» **Requirement**:
A verbatim reprint of the records below is what this exercise asks for.
*** Record extracts
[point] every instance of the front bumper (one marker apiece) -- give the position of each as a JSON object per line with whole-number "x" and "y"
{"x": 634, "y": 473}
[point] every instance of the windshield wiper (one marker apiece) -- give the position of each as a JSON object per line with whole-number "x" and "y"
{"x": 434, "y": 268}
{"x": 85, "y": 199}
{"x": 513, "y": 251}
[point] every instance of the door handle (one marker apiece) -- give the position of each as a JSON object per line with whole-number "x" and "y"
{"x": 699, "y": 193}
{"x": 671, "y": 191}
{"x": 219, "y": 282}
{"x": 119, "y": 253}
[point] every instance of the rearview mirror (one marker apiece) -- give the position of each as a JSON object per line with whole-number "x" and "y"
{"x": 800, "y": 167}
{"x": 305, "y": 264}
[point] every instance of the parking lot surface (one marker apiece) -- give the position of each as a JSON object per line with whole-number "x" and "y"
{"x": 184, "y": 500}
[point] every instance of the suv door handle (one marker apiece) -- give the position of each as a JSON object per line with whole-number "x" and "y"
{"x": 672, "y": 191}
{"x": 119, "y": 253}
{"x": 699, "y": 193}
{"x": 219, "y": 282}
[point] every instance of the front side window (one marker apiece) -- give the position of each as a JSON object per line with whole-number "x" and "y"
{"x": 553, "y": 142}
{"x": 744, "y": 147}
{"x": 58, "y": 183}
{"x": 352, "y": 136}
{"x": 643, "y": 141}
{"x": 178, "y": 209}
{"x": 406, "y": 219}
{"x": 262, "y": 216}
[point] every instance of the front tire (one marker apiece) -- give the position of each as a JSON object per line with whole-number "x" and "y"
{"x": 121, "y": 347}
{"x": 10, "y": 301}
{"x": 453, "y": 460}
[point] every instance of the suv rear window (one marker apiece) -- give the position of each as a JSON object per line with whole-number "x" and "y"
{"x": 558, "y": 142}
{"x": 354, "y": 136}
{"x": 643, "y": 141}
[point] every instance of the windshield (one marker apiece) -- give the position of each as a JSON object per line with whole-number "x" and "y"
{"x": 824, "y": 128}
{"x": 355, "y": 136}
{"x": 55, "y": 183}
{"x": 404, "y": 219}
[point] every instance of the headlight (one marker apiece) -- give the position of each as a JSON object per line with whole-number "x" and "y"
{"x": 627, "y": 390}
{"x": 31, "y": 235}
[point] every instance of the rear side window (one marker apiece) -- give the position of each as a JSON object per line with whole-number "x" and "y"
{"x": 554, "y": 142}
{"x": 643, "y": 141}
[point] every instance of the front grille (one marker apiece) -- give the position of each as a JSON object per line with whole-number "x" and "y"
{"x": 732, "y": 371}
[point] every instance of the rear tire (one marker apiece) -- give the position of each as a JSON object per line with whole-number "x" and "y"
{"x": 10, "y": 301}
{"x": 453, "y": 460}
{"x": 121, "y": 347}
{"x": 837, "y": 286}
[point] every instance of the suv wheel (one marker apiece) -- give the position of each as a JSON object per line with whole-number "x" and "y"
******
» **Response to this task**:
[point] every instance of the front bumper (one marker apiece) -- give the position of each as a JSON object per line with whole-number "x" and "y"
{"x": 634, "y": 473}
[point] every instance of the windshield wiper (one marker apiece) -- give the position of each as a JSON object per line with whole-number "x" and "y"
{"x": 434, "y": 268}
{"x": 85, "y": 199}
{"x": 513, "y": 251}
[point] every instance of the door handle (one marker apiece) -- give the position of each as a JSON object per line with whole-number "x" and "y"
{"x": 699, "y": 193}
{"x": 671, "y": 191}
{"x": 219, "y": 282}
{"x": 119, "y": 253}
[point] every instance of the rearview mirror (one marker apiece) -- give the position of each as a JSON object per line with whole-number "x" and "y"
{"x": 800, "y": 167}
{"x": 305, "y": 264}
[point] every instance of the parking lot surface (one marker apiece) -- give the position of each as a JSON object per line with whole-number "x" and "y"
{"x": 184, "y": 500}
[point] every instance of the suv door handle (one marker apiece) -- give the position of each as a JSON object per line with whole-number "x" and "y"
{"x": 672, "y": 191}
{"x": 119, "y": 253}
{"x": 699, "y": 193}
{"x": 219, "y": 282}
[point] every instance of the front side window (one marker apiece) -- give the position of each as a JSON object per line with whole-number "x" and "y"
{"x": 553, "y": 142}
{"x": 744, "y": 147}
{"x": 58, "y": 183}
{"x": 352, "y": 136}
{"x": 643, "y": 141}
{"x": 178, "y": 209}
{"x": 406, "y": 219}
{"x": 262, "y": 216}
[point] every instance of the front tire (one marker apiece) -- give the position of each as a JSON object per line with whole-number "x" and "y"
{"x": 121, "y": 347}
{"x": 10, "y": 301}
{"x": 453, "y": 460}
[point] every instance of the suv rear window (one marker apiece) -- give the position of each as a JSON object per line with whole-number "x" and "y"
{"x": 558, "y": 142}
{"x": 354, "y": 136}
{"x": 643, "y": 141}
[point] every instance of the windshield (one marker apiece) -- give the position of each as a JSON object per line with whole-number "x" and "y"
{"x": 824, "y": 128}
{"x": 355, "y": 136}
{"x": 55, "y": 183}
{"x": 404, "y": 219}
[point] every instance of the headlight (one marker apiece) -- give the position of each as a JSON object per line with whole-number "x" and "y"
{"x": 627, "y": 390}
{"x": 31, "y": 235}
[point] every instance of the rear side window (one marker apiece) -- give the position of each as a JSON object per line with whole-number "x" and "y"
{"x": 554, "y": 142}
{"x": 643, "y": 141}
[point] every instance of the front grille (one marker apiece) -- give the position of each as a JSON object per line with whole-number "x" and "y"
{"x": 732, "y": 371}
[point] every instance of the rear tire (one marker apiece) -- give the position of each as a JSON object per line with whole-number "x" and "y"
{"x": 10, "y": 301}
{"x": 453, "y": 460}
{"x": 121, "y": 347}
{"x": 837, "y": 286}
[point] every instance of the suv wheel (one marker apiece) -- give the position of each as a JSON object per line with whole-number "x" and "y"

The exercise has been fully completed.